▸ **Source**:
--------------------------------------------------

Summer weeds reduce moisture and nitrogen

Author: | Date: 17 Feb 2015

Colin McMaster1and Neroli Graham2

1NSW DPI, Cowra;  2NSW DPI, Tamworth.

GRDC project code: CWF0013

Keywords: plant available water, summer fallow management, water use efficiency

Take home messages

  • Where weeds were controlled, 58 % of canola (Hyola®575CL) grain yield in 2011 was attributed to increased stored moisture and nitrogen retained via clean weed free fallow.
  • Controlling summer weeds increased:
    • Canola grain yield by 830 kg/ha where full weed control was implemented.
    • Plant available water (PAW) at sowing by 86 and 50 mm in 2011 and 2012, respectively.
    • Mineral nitrogen by 69 and 45 kg N/ha in 2011 and 2012, respectively.
  • For every 1 mm of moisture lost through summer weed growth during the fallow period, there was also reduced mineral nitrogen levels of approximately 0.56 kg N/ha.

--------------------------------------------------

▸ **Material provided**:
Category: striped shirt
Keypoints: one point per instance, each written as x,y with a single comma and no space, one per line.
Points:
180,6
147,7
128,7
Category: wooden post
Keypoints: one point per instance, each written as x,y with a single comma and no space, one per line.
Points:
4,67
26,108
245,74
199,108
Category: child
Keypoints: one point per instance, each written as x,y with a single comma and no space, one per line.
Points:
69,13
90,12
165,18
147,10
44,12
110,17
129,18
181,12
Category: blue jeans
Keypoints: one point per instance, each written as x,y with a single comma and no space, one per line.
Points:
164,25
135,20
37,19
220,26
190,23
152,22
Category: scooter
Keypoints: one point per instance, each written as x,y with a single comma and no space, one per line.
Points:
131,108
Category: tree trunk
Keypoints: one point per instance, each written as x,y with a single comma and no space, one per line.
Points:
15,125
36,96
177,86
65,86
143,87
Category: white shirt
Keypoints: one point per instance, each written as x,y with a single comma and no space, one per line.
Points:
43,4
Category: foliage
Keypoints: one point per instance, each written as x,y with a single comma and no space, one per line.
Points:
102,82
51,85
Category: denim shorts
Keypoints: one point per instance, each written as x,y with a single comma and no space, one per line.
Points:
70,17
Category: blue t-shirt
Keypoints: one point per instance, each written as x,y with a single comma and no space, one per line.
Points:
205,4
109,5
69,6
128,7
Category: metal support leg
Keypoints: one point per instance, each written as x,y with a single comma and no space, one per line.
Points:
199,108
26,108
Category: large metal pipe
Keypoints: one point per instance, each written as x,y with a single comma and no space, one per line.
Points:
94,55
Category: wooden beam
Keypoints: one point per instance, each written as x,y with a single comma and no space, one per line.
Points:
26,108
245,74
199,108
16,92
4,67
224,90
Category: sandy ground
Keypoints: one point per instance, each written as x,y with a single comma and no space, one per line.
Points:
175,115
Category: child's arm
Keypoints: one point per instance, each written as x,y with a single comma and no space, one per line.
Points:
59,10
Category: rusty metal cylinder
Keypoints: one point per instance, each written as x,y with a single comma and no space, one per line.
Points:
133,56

--------------------------------------------------

▸ **Stated exercise**: In the text on summer weeds, roughly how much mineral nitrogen was lost for every 1 mm of moisture that summer weed growth took during the fallow period?

▸ **Output below**: Approximately 0.56 kg N/ha.